__REQUIREMENT__:
Your output should match the listing below word for word, without any images.

** TASK INPUT follows **

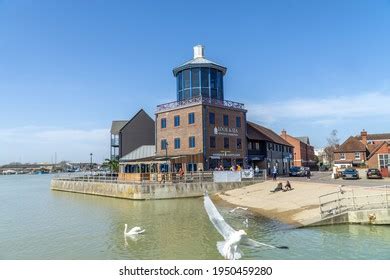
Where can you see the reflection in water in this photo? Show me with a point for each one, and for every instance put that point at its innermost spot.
(36, 223)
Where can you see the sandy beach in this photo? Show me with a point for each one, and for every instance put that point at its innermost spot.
(298, 207)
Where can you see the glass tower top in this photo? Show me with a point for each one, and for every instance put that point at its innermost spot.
(199, 77)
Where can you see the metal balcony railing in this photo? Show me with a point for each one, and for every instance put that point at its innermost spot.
(199, 100)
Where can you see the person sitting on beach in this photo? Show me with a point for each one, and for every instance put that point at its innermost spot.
(287, 187)
(278, 188)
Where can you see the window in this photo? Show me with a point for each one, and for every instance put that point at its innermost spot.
(212, 141)
(191, 118)
(177, 120)
(384, 160)
(191, 167)
(204, 77)
(186, 78)
(191, 142)
(163, 123)
(195, 77)
(212, 118)
(357, 155)
(239, 144)
(225, 120)
(177, 143)
(226, 142)
(164, 144)
(238, 121)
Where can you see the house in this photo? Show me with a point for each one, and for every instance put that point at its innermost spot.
(366, 150)
(126, 136)
(303, 151)
(267, 149)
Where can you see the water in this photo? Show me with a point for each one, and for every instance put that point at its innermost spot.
(37, 223)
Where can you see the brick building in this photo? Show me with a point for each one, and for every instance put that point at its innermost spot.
(200, 130)
(303, 152)
(267, 149)
(366, 150)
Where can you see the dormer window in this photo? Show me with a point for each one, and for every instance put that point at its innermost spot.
(357, 155)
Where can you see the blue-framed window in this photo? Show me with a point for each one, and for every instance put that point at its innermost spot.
(212, 142)
(239, 144)
(177, 143)
(164, 144)
(191, 142)
(191, 118)
(200, 81)
(163, 123)
(177, 120)
(238, 121)
(191, 167)
(226, 142)
(225, 120)
(212, 118)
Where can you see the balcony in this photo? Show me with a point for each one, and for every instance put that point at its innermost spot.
(115, 142)
(200, 100)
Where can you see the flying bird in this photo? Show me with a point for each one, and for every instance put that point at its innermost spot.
(229, 248)
(239, 207)
(133, 231)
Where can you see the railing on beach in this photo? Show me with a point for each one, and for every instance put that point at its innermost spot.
(339, 202)
(159, 178)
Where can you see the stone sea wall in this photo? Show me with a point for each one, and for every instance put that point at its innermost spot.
(144, 191)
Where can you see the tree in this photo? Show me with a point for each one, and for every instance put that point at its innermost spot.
(333, 144)
(113, 164)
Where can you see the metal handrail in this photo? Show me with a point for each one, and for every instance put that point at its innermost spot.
(346, 203)
(200, 100)
(160, 178)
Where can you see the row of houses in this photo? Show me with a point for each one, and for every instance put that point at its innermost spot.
(365, 150)
(202, 130)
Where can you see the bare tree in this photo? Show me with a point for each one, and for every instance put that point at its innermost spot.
(333, 144)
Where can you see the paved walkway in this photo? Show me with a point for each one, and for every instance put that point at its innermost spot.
(297, 207)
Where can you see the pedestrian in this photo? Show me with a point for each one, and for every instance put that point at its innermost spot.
(308, 173)
(274, 173)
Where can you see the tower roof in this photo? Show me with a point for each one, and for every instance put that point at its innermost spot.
(199, 61)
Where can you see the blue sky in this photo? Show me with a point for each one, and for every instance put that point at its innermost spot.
(68, 68)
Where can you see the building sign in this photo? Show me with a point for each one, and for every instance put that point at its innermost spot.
(221, 155)
(226, 131)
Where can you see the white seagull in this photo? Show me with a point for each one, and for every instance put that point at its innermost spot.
(133, 231)
(239, 207)
(229, 248)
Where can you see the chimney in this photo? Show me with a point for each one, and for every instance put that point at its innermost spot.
(363, 134)
(284, 134)
(198, 51)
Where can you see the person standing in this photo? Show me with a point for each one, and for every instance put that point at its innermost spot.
(274, 173)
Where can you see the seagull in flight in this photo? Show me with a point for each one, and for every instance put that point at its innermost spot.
(239, 207)
(229, 248)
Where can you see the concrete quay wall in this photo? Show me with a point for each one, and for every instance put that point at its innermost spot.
(371, 216)
(144, 191)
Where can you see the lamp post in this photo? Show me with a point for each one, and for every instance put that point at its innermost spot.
(91, 161)
(166, 155)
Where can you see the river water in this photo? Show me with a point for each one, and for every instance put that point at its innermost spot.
(37, 223)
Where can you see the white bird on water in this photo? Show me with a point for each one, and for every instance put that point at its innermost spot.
(229, 248)
(133, 231)
(239, 207)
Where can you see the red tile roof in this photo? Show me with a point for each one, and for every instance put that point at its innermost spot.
(352, 144)
(258, 132)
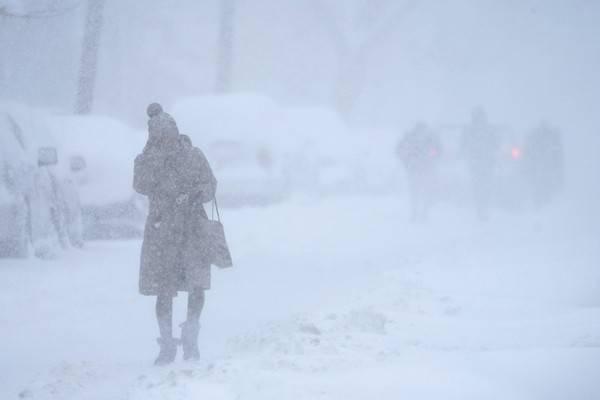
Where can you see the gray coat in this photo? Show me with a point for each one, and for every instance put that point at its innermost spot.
(177, 180)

** End of TASK INPUT **

__FINAL ANSWER__:
Where can you see the reflection in water in this photo? Show me with a point for each one, and for every instance put that point at its innermost spot.
(36, 223)
Where can you see the sandy beach in this photo? Show me with a point for each one, and for every instance put that point at its innermost spot.
(298, 207)
Where can you see the glass tower top in this photo? Show me with a point for each one, and for every instance put that point at its innermost spot.
(199, 77)
Where can you see the metal balcony railing in this photo? Show me with a point for each one, and for every instance put that point at its innermost spot.
(199, 100)
Where can you see the person sitting on beach in this photo? Show me with a point for each one, and for every instance put that point at its innermost spot.
(287, 187)
(278, 188)
Where can you see the window in this photo? Show me with a point for each one, and for every instance put that point at its innermost spot.
(212, 141)
(191, 118)
(177, 120)
(384, 160)
(191, 167)
(204, 77)
(186, 78)
(191, 142)
(163, 123)
(195, 77)
(212, 118)
(357, 155)
(239, 144)
(225, 120)
(177, 143)
(226, 142)
(164, 144)
(238, 121)
Where can you see the house in this photo? Show me with a point for each one, and for every instance put that point at its innermost spot.
(366, 150)
(126, 136)
(303, 151)
(267, 149)
Where can you see the water in this photo? Show me with a point for each one, and for every instance put that point at its innermost spot.
(37, 223)
Where can you see the brick building in this photo? Show me with a point for each one, and for every instance put that point at its innermost spot.
(200, 130)
(303, 152)
(267, 149)
(366, 150)
Where can you see the dormer window in this photo? Show me with a point for each one, and for every instance put that point at its innermost spot.
(357, 155)
Where can you see the blue-framed window in this photo? Show me with a point for each one, and for every instance put that point at its innermost spot.
(212, 142)
(239, 144)
(177, 143)
(164, 144)
(191, 142)
(191, 118)
(200, 81)
(163, 123)
(177, 120)
(238, 121)
(191, 167)
(226, 142)
(225, 120)
(212, 118)
Where can you see the balcony in this photo? Show me with a point for each one, and for every instance put that point at its innermost spot.
(115, 142)
(200, 100)
Where can you see the flying bird in this photo? Show me with a point for each one, and for every instance put that point at its innermost spot.
(229, 248)
(239, 207)
(133, 231)
Where can you see the railing on beach in this photo? Show me with a point for each one, and for every instance put that point at its innermost spot.
(339, 202)
(159, 178)
Where can you see the stone sea wall in this photo? Show me with a point for each one, and for every instance put that point at its innermost spot.
(144, 191)
Where can you see the tree in this photo? Show me with a point for each one, and for every instance put that point at its innermost spot.
(333, 144)
(113, 164)
Where can you see the metal handrail in this photo? Show me with a point for each one, and for every instance put that point at its innermost spot.
(346, 203)
(200, 100)
(160, 178)
Where can you see the row of houses in this photo? Show me with a point for each one, and for every instance put that point at its innermost spot.
(365, 150)
(202, 130)
Where can you see the bare tree in this photo? Show me with a point for each one, and for every instance put that point at its innermost spot.
(333, 144)
Where can you see the paved walkway in this photo? Show me with a point for each one, and for every instance put that point at its innermost spot.
(297, 207)
Where can you see the pedestrian in this photo? Show me with a point for each one, and for every instance put that point at its innermost spot.
(308, 173)
(274, 173)
Where can you see the tower roof in this photo? Show me with a point for each one, and for every instance put that point at its innermost spot.
(199, 61)
Where can you see the blue sky in this photo? Show me with a point for each one, and for every instance put that point at its innermost spot.
(68, 68)
Where can you see the building sign in this photo? Show me with a point for each one, and for every instance put that point at its innermost spot.
(221, 155)
(226, 131)
Where can you see the white seagull in this photo? Show me with a point for each one, and for every instance put that point at its innermost spot.
(133, 231)
(239, 207)
(229, 248)
Where can you see the chimney in this photo? Show me with a point for each one, and for every instance put that point at its innermost spot.
(363, 134)
(284, 134)
(198, 51)
Where can you see the person standing in this photo? Show me with a point for each one, and for every instance put that point at its innermost spot.
(274, 173)
Where can you see the seagull in flight in this photo? Show me with a point for each one, and for every instance put that point at its innermost spot.
(239, 207)
(229, 248)
Where can you see the concrete quay wall in this photo? Show me with a point for each one, and for every instance put that point at its innermost spot.
(371, 216)
(144, 191)
Where can you see the lamp post in this photo? Show me with a point for each one, and for every instance put that point at its innermost spot.
(91, 161)
(166, 155)
Where can you see the river water in this photo? Show me with a point for each one, and for every instance put that point at its innermost spot.
(37, 223)
Where can you see the white bird on water in this photo? Show me with a point for each one, and for every instance put that point at its innermost spot.
(229, 248)
(133, 231)
(239, 207)
Where can you see the red tile roof in this photo? Show me with a point for each one, and for every instance put that point at its innermost spot.
(352, 144)
(258, 132)
Where can you see the gray coat in this photo? Show me with a point for each one, and for every instance put that point at its innermost spot.
(177, 180)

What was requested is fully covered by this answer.